*Available data:*
____________________
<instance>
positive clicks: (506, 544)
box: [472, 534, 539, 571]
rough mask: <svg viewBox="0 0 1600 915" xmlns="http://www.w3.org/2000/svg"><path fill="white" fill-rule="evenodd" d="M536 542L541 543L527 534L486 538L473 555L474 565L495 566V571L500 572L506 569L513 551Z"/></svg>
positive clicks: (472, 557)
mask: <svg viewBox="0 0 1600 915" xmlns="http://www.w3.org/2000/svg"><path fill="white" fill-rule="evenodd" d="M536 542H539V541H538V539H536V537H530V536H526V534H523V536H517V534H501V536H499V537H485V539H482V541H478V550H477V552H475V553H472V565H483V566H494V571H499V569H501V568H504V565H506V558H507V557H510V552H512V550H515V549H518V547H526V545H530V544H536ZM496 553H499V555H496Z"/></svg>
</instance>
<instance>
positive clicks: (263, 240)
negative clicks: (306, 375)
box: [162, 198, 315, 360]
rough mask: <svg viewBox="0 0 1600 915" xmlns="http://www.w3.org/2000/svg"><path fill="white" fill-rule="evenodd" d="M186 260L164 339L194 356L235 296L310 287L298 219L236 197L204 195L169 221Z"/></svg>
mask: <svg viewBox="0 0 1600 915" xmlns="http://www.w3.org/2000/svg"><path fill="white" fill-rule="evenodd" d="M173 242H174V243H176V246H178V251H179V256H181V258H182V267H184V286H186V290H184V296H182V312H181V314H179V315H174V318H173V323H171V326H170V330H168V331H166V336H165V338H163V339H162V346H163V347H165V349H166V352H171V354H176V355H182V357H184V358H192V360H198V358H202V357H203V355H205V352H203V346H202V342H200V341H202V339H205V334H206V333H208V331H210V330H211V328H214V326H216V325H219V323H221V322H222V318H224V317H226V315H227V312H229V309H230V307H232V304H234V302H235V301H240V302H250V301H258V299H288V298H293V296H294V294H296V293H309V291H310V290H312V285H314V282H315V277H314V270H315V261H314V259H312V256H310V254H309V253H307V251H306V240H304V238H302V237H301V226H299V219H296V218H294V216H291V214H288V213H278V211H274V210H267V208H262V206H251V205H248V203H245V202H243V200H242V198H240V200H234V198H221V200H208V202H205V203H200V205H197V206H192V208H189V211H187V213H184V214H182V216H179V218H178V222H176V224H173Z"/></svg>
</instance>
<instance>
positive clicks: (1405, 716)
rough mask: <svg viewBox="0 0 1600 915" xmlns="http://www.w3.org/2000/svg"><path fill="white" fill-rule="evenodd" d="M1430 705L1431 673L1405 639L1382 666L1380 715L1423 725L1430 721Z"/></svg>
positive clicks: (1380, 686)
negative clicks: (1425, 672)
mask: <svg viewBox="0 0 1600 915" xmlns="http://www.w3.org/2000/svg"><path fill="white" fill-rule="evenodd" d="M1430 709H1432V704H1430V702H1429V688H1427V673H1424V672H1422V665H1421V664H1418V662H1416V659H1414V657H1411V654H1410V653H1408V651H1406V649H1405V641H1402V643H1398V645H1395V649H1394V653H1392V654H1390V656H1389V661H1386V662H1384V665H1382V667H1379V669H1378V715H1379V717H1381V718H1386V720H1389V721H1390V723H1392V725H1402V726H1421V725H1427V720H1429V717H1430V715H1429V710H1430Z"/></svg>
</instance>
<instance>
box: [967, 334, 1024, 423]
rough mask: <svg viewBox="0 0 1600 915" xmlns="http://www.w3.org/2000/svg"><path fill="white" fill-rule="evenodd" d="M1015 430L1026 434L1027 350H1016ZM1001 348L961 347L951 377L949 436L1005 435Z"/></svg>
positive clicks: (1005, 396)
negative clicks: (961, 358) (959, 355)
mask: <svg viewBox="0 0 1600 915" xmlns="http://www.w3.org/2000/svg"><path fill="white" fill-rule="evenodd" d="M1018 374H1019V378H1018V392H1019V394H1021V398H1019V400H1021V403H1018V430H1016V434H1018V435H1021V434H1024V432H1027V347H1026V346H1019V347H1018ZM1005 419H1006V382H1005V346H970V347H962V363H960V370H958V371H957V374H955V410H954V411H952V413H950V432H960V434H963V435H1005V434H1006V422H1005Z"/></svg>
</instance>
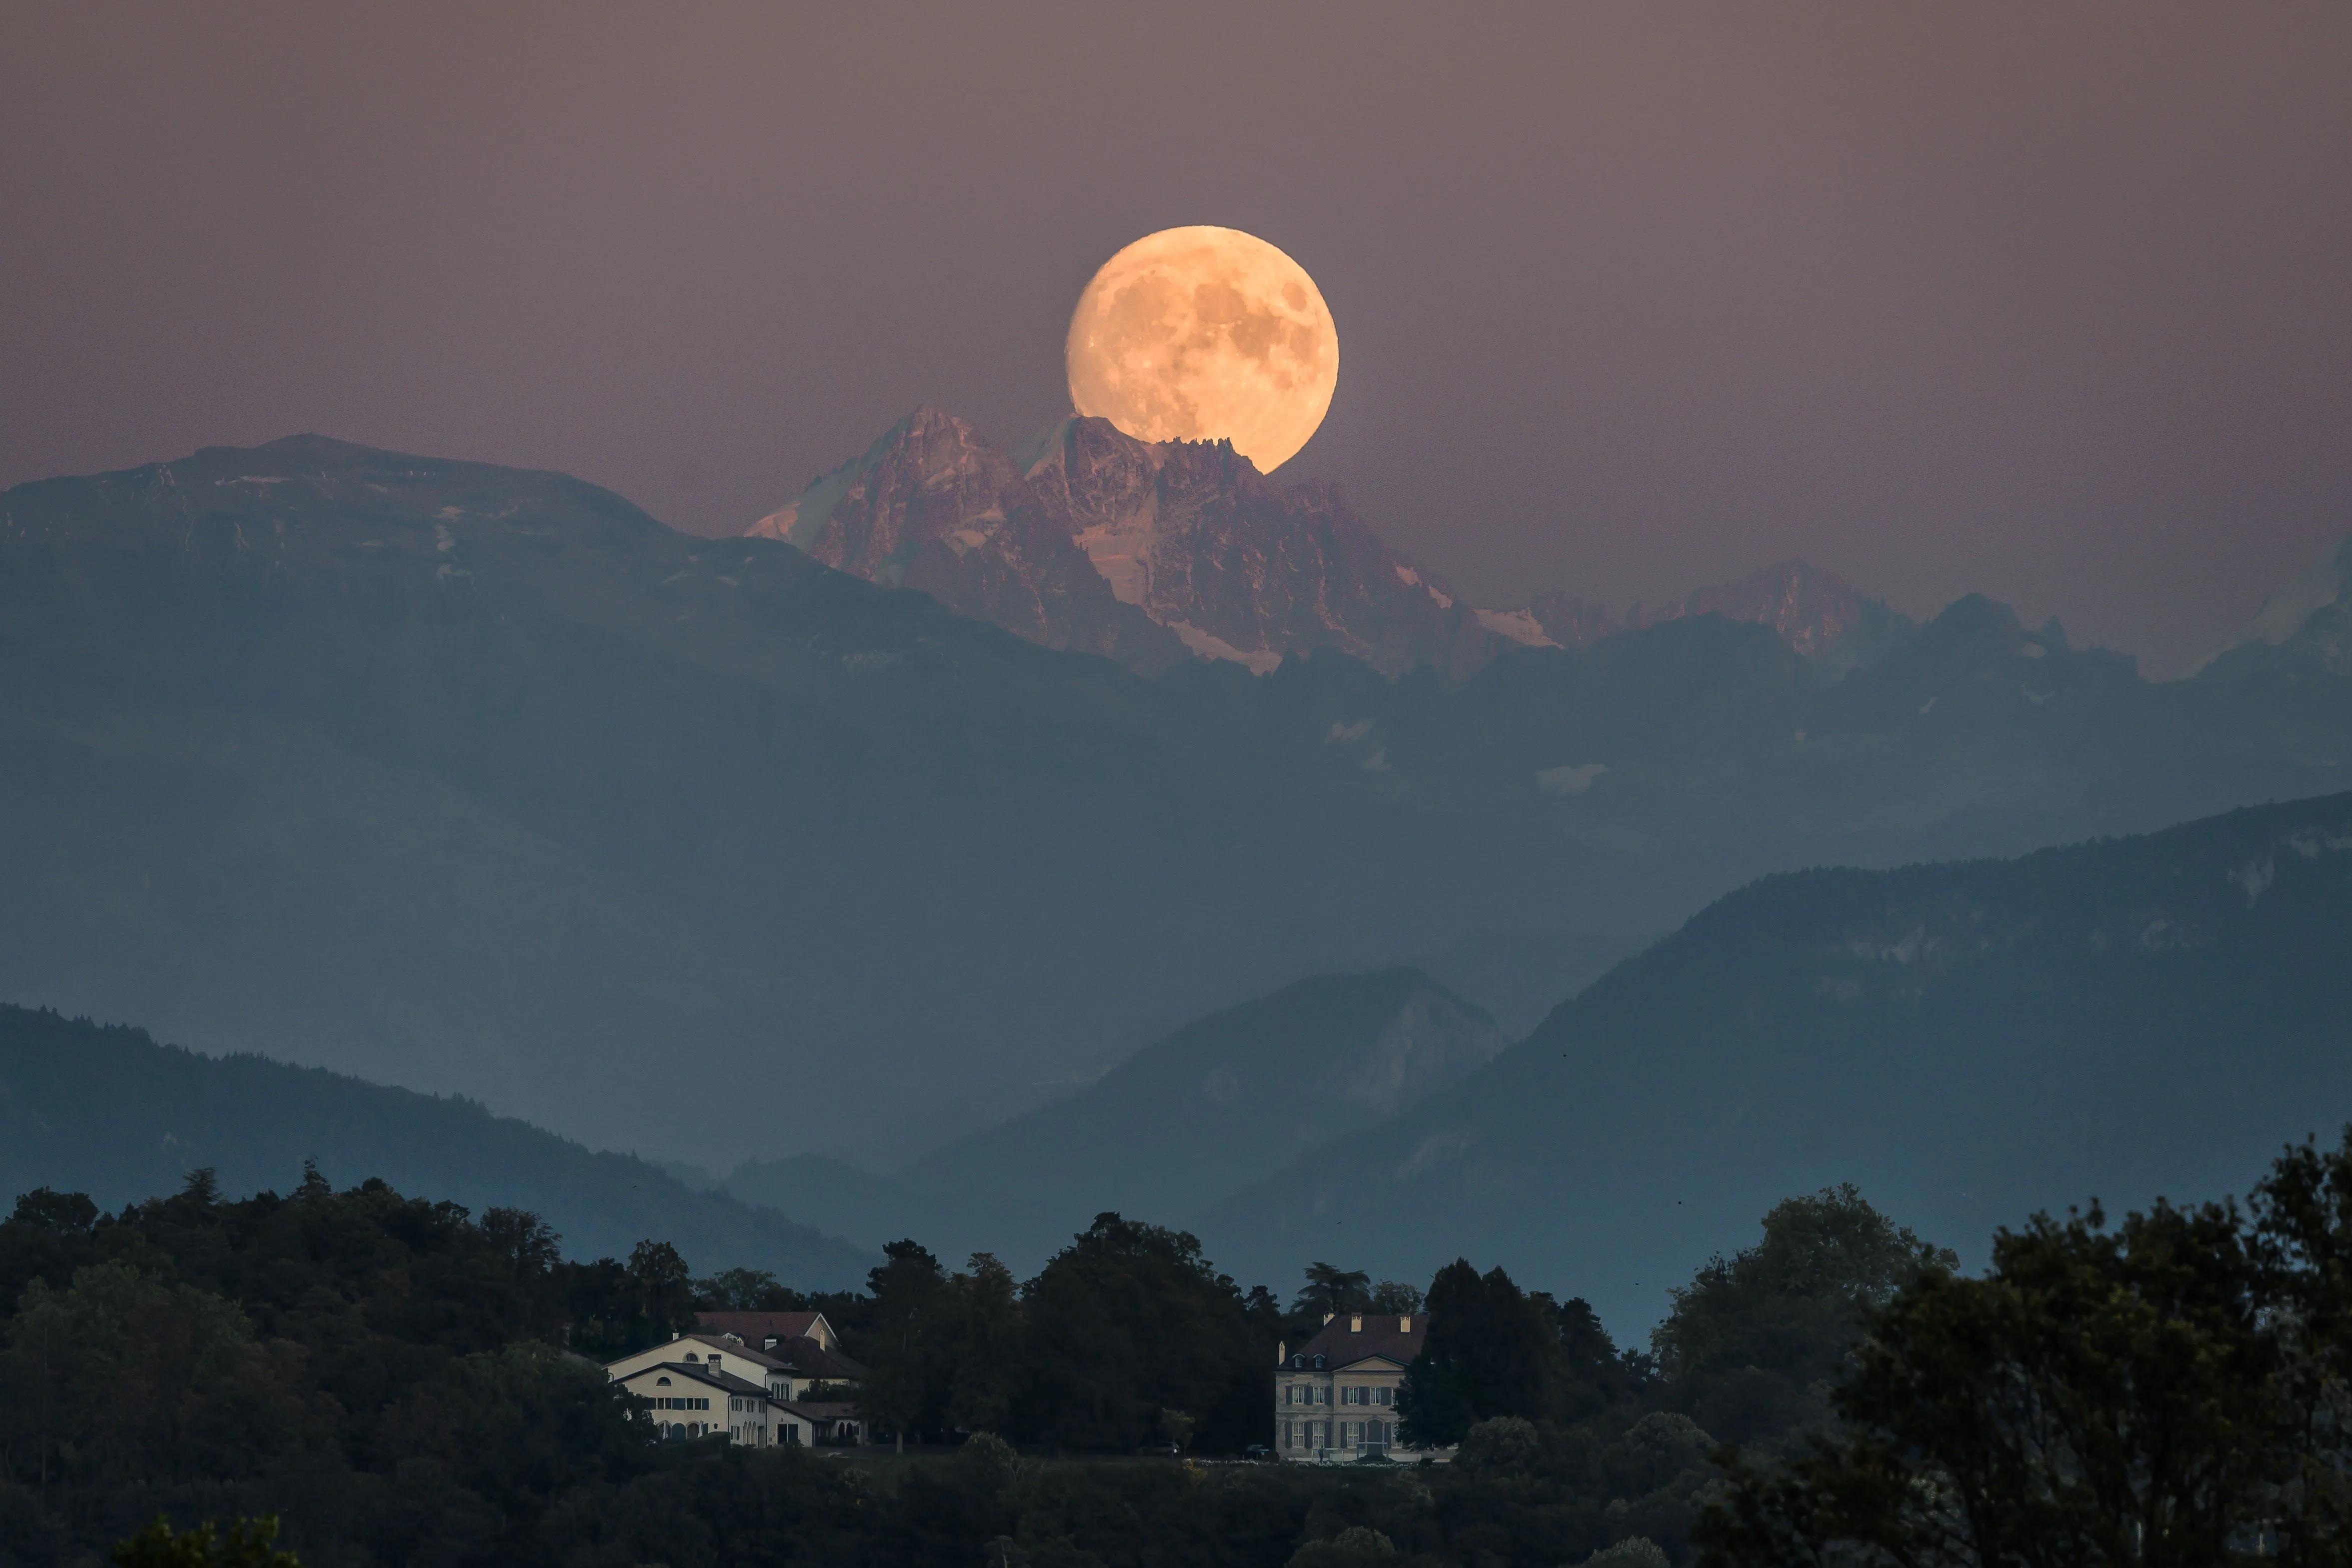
____________________
*Description of the task:* Through the line that contains "542L541 543L527 534L486", copy the material above exactly, beginning at its first line and including nothing more.

*Expected answer:*
<instance>
positive clicks: (506, 544)
box: [472, 534, 539, 571]
rough mask: <svg viewBox="0 0 1600 915" xmlns="http://www.w3.org/2000/svg"><path fill="white" fill-rule="evenodd" d="M536 542L541 543L527 534L486 538L473 555L474 565L495 566V571L500 572L506 569L513 551Z"/></svg>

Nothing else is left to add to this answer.